[Begin]
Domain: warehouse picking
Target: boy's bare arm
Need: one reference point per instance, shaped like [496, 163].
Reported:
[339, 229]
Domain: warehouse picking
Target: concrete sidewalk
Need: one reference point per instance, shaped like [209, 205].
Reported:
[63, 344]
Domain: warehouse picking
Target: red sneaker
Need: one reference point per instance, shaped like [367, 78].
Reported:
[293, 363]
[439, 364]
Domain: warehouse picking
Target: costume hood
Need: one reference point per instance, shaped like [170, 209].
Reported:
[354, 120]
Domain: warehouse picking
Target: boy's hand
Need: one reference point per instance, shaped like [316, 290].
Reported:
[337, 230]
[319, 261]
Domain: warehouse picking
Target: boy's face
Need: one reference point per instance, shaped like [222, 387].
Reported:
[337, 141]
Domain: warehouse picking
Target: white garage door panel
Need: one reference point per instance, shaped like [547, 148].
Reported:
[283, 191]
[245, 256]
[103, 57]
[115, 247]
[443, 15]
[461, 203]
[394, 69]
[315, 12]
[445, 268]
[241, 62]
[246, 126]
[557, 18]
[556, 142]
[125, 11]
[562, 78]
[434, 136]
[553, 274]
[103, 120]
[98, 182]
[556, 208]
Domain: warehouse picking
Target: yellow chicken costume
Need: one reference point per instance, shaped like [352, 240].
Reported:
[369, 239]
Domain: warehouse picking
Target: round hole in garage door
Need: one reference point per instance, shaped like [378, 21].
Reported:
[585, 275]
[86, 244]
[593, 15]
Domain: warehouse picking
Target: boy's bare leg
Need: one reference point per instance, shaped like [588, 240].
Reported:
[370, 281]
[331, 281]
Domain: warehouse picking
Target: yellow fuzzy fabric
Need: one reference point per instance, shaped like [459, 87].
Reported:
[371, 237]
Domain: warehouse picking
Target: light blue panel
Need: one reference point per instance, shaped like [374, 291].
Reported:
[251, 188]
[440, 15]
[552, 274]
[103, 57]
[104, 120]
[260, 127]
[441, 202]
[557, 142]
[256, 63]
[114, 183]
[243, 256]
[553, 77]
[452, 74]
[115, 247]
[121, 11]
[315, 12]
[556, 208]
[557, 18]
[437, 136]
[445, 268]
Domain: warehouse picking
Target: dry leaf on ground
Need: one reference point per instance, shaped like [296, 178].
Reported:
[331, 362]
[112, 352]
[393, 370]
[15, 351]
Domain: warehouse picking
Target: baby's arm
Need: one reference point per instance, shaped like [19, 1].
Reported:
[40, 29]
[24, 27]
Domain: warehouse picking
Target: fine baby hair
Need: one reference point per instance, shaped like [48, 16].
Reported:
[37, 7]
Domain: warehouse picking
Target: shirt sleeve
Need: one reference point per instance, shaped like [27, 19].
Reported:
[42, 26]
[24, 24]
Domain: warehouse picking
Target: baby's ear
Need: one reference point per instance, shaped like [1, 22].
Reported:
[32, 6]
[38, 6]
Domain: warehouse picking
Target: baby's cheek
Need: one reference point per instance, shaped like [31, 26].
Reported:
[End]
What the exercise asks
Print all of the entries exactly as they appear.

Task solution
Domain: warehouse picking
Target: boy's bare arm
Need: one reference point per instance, shaped like [496, 163].
Reported:
[339, 229]
Domain: warehouse picking
Target: concrete sidewalk
Need: one reference point per instance, shaped like [209, 205].
Reported:
[63, 344]
Domain: warehouse picking
Target: red sneaker
Need: one reference point per instance, shaped like [367, 78].
Reported:
[293, 363]
[439, 364]
Domain: warehouse picking
Target: costume hood
Need: one reference point per instance, shaped like [170, 209].
Reported:
[354, 120]
Domain: warehouse picking
Target: boy's hand
Need: one reference point per instance, shaped like [316, 290].
Reported:
[337, 230]
[319, 261]
Domain: warehouse picking
Target: boy's face
Need: one reference point per instance, shaped like [222, 387].
Reported:
[337, 141]
Domain: warehouse picking
Target: white garage door panel
Need: one reference point per instance, shaped like [547, 148].
Reported:
[283, 191]
[245, 256]
[103, 57]
[115, 247]
[443, 15]
[461, 203]
[394, 69]
[315, 12]
[445, 268]
[241, 62]
[246, 126]
[557, 18]
[556, 142]
[125, 11]
[562, 78]
[434, 136]
[553, 274]
[103, 120]
[98, 182]
[556, 208]
Domain: warehouse picking
Target: yellow chicken costume
Need: one reference point per instance, shaped like [352, 240].
Reported:
[369, 239]
Domain: warehouse picking
Target: round hole in garage door
Need: one reference point per instance, shaped like [378, 21].
Reported:
[585, 275]
[86, 244]
[593, 15]
Domain: warehouse picking
Target: boy's bare leg
Need: one reference point per instance, shaped like [588, 240].
Reported:
[370, 281]
[331, 281]
Domain: warehouse picking
Target: yellow fuzzy fabric
Need: one reference point per instance, shaped like [459, 87].
Reported:
[371, 237]
Domain: warehouse picking
Target: light blue panel
Need: one reference point per instance, shaped like [374, 291].
Reported:
[251, 188]
[440, 15]
[552, 274]
[103, 57]
[104, 120]
[260, 127]
[441, 202]
[557, 142]
[256, 63]
[114, 183]
[243, 256]
[553, 77]
[452, 74]
[115, 247]
[121, 11]
[315, 12]
[556, 208]
[557, 18]
[437, 136]
[445, 268]
Domain: warehouse picking
Target: dry leaf on ground
Need: one reference point per instance, shaped like [296, 178].
Reported:
[331, 362]
[112, 352]
[393, 370]
[15, 351]
Domain: warehouse picking
Target: baby's arm
Need: one reference point per instance, shaped like [19, 1].
Reported:
[40, 29]
[24, 27]
Domain: warehouse picking
Target: fine baby hair
Need: one reference point per instance, shaped like [48, 16].
Reported:
[37, 7]
Domain: warehouse picking
Target: shirt sleeve
Need: one reference point per instance, shaped like [27, 19].
Reported:
[42, 26]
[24, 24]
Domain: warehouse picking
Target: baby's ear
Need: one reference point per instance, shaped like [1, 22].
Reported:
[32, 6]
[38, 6]
Domain: warehouse picking
Target: baby's cheek
Need: one reference point per instance, shaped like [31, 26].
Reported:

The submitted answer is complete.